*** Opening of SUPPLIED ENTRIES ***

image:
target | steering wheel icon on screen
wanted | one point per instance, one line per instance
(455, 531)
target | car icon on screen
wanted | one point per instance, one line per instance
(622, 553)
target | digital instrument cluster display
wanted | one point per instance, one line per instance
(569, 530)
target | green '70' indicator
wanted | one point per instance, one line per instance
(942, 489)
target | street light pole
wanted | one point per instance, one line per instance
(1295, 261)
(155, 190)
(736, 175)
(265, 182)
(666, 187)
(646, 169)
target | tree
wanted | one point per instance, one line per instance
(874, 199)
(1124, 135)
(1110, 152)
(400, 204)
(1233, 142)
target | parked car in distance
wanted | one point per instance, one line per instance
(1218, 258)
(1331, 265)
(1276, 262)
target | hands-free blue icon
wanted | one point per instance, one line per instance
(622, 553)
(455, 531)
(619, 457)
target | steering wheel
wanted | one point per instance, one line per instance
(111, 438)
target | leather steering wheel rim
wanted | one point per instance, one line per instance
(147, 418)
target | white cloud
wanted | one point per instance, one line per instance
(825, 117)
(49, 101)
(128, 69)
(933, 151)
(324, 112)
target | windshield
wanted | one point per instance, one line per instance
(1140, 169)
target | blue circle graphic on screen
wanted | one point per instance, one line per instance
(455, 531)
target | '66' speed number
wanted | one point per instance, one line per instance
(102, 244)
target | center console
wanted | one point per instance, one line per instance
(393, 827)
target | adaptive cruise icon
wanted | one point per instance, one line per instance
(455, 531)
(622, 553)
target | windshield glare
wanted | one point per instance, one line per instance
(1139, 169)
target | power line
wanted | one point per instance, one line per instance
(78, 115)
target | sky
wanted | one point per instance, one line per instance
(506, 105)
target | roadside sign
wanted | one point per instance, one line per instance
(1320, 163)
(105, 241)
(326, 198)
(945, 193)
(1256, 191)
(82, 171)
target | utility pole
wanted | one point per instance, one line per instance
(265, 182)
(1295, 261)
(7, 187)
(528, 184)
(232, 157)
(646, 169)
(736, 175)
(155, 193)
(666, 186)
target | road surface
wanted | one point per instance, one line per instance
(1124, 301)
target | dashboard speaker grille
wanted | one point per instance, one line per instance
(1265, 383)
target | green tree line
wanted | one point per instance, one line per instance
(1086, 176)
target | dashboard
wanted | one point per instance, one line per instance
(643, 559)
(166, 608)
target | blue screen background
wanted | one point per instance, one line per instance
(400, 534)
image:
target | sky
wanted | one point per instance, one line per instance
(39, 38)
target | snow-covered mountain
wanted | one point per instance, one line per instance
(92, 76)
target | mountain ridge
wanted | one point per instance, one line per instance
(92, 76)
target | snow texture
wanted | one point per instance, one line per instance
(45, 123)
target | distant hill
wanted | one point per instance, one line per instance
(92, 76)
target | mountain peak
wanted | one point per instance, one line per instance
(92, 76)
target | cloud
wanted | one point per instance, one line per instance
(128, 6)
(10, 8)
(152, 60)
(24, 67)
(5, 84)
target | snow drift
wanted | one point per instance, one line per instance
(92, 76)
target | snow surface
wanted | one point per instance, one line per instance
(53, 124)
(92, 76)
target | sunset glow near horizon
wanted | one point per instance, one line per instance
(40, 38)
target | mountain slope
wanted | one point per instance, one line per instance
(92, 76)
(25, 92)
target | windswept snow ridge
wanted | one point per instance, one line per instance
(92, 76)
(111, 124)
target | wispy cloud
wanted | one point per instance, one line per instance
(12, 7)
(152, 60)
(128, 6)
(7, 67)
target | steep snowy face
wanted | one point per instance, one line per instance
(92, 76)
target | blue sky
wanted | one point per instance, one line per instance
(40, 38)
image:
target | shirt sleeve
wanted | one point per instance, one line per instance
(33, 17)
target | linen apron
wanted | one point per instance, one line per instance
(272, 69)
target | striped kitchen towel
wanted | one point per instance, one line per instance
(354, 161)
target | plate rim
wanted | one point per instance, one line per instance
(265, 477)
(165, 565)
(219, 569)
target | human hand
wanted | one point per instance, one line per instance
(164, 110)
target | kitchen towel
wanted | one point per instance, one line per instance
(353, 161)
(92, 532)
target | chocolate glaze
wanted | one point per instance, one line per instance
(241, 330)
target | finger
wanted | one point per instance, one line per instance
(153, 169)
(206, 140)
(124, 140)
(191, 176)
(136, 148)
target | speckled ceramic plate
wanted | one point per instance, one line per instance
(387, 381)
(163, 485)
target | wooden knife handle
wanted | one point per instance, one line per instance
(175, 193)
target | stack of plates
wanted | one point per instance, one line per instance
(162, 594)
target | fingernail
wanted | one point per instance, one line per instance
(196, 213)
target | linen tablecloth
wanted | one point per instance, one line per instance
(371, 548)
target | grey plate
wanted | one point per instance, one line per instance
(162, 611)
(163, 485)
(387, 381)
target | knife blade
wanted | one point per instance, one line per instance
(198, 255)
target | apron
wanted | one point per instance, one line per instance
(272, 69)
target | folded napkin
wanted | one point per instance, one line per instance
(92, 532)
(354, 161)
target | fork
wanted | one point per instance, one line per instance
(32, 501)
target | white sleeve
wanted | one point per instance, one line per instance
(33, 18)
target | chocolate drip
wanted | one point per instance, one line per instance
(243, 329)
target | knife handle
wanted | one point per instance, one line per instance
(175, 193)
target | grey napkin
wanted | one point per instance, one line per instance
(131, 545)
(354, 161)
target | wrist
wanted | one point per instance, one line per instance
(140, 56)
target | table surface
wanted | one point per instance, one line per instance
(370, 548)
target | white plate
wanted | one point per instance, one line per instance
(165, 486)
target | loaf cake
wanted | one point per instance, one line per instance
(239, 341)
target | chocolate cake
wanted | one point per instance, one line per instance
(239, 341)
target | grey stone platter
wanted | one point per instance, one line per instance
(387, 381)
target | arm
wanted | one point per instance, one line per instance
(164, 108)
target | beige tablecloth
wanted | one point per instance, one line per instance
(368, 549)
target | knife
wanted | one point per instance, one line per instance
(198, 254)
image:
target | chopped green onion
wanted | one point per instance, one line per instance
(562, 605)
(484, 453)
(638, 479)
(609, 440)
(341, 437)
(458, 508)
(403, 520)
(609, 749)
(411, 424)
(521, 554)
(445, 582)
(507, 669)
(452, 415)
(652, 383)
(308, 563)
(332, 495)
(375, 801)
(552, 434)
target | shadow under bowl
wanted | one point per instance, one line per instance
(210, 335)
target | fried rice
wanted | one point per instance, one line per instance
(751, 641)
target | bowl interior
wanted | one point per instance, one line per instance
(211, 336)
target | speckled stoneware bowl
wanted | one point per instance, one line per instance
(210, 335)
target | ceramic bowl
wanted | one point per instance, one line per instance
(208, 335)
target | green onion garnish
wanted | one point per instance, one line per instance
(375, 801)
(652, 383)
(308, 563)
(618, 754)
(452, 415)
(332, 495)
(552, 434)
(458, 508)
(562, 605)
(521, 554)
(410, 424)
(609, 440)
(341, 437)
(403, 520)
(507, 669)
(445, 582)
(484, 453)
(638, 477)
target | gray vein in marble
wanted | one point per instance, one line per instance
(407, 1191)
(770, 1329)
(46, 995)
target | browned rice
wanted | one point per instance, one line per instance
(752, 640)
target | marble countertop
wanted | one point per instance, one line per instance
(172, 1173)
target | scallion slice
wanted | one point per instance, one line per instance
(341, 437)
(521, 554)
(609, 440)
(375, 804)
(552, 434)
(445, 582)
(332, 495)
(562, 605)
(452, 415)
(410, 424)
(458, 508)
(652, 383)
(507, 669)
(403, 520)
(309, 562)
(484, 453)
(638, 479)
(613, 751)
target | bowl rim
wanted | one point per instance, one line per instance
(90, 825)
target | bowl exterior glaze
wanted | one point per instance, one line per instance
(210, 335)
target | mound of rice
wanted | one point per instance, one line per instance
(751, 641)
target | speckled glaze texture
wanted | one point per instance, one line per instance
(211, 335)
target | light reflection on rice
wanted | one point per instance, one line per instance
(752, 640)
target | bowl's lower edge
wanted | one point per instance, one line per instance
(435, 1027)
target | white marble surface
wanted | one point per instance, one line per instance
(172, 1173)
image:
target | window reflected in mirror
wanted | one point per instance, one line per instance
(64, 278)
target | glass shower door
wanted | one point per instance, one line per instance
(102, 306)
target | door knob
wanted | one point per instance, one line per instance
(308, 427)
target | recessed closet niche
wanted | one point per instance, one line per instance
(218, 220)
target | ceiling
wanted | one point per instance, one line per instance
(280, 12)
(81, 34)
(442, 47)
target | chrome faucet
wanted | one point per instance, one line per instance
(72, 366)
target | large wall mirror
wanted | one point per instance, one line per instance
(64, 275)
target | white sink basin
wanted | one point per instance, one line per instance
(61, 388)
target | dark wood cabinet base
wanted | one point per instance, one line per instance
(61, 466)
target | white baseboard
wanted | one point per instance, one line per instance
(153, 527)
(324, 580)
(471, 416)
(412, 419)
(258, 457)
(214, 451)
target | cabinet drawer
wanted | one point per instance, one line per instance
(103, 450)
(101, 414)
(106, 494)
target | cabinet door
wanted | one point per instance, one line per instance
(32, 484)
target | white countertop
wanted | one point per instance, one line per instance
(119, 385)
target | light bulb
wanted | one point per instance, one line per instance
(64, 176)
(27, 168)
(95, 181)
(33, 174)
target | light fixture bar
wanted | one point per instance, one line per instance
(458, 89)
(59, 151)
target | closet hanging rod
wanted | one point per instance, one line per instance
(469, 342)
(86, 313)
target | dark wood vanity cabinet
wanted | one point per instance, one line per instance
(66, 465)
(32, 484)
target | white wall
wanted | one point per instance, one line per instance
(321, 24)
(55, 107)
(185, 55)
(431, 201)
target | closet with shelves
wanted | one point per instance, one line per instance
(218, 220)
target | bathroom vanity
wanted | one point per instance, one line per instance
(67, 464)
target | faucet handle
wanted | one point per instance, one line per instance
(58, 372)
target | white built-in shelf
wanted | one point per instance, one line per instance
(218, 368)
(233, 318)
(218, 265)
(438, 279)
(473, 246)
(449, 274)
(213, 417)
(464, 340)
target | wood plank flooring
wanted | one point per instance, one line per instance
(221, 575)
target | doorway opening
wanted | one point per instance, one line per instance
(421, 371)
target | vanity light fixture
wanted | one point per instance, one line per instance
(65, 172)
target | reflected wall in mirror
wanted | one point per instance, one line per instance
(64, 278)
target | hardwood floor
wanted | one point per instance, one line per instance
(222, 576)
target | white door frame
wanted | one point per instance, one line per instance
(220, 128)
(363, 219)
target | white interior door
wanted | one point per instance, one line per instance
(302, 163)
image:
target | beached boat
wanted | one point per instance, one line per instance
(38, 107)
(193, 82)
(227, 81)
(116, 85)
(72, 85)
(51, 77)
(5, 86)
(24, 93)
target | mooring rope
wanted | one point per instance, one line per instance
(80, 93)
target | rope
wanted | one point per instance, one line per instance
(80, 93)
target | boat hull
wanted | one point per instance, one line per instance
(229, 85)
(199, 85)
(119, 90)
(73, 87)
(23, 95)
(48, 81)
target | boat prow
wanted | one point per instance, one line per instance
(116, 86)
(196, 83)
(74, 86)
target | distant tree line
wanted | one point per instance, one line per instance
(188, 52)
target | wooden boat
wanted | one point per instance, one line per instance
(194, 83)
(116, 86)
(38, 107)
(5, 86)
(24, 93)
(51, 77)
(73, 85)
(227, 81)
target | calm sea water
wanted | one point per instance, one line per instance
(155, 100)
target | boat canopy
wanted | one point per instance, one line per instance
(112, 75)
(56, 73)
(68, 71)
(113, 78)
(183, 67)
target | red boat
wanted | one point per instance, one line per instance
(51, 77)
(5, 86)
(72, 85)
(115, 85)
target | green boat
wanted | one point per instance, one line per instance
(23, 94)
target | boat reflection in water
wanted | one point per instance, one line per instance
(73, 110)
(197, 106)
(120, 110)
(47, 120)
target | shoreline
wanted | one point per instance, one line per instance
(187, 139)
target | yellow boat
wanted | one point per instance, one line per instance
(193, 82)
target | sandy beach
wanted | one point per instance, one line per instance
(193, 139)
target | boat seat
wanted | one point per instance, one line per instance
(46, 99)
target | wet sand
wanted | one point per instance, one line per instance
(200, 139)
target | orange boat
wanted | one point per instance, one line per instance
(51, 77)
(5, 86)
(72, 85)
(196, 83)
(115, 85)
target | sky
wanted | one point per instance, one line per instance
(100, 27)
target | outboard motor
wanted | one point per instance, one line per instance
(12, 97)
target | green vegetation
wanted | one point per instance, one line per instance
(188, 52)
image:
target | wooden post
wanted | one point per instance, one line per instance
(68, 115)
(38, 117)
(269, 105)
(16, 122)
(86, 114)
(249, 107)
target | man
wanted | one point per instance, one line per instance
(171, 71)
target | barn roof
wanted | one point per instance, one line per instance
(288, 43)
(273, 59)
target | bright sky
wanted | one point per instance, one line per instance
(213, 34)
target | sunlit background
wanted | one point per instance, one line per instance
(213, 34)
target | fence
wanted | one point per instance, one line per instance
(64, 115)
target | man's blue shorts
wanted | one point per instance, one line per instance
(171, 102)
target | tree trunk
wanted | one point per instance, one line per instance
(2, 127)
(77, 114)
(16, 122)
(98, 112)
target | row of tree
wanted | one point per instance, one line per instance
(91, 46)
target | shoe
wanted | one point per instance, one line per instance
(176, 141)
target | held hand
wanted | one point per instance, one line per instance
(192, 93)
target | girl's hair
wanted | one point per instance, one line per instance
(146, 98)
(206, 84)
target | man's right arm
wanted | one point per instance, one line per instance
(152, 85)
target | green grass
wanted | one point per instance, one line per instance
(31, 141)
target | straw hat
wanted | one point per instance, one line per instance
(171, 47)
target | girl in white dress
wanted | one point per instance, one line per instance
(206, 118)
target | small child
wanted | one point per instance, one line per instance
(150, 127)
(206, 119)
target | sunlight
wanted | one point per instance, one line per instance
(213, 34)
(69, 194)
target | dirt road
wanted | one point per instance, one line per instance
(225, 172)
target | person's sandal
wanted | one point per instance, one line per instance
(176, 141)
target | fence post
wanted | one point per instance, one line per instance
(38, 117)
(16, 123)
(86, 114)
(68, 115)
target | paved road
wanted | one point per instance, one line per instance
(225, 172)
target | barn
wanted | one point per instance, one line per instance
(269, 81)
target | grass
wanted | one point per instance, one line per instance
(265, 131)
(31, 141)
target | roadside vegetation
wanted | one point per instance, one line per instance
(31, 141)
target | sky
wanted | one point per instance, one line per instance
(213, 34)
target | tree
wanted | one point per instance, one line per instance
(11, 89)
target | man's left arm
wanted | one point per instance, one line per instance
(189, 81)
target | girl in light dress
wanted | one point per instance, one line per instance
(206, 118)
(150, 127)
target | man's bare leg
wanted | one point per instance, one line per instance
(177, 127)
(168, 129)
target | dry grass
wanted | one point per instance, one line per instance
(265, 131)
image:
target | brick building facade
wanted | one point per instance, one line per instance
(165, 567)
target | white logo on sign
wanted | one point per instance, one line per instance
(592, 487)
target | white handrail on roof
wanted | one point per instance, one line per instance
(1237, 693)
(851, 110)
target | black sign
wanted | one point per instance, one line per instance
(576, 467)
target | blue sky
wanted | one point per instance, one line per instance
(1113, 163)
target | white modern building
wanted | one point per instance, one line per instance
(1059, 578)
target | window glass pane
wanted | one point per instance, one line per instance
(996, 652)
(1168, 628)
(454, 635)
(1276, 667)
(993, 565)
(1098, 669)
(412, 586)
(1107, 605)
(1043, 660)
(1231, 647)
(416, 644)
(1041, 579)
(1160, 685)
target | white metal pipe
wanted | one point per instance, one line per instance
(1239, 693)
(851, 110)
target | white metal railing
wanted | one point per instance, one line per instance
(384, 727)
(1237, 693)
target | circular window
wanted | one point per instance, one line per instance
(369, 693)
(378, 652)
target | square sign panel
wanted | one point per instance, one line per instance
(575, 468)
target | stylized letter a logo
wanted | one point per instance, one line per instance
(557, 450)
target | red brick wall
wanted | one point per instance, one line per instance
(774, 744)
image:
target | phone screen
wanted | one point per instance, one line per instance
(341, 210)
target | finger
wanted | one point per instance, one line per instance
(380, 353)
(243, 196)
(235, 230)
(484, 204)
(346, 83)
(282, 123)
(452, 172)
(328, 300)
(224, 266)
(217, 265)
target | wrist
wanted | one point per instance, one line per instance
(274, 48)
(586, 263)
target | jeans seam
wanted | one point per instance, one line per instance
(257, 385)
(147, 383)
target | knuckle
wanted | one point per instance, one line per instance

*** Close of SUPPLIED ENTRIES ***

**WHAT NEEDS TO BE DONE:** Set down, word for word, each line from the top of the records above through the line with "target | parked car in distance".

**TASK RESULT:**
image:
target | steering wheel icon on screen
wanted | one point per instance, one line per instance
(455, 531)
target | car icon on screen
wanted | one point per instance, one line per instance
(622, 553)
target | digital instrument cluster display
wanted | one point per instance, one line per instance
(569, 530)
target | green '70' indicator
wanted | one point per instance, one line per instance
(942, 489)
target | street light pole
wanted | one point per instance, one line per instance
(1295, 261)
(155, 190)
(736, 175)
(265, 182)
(666, 187)
(646, 169)
target | tree
wanted | one point per instance, one line per instance
(874, 199)
(1124, 135)
(1110, 152)
(400, 204)
(1233, 142)
target | parked car in distance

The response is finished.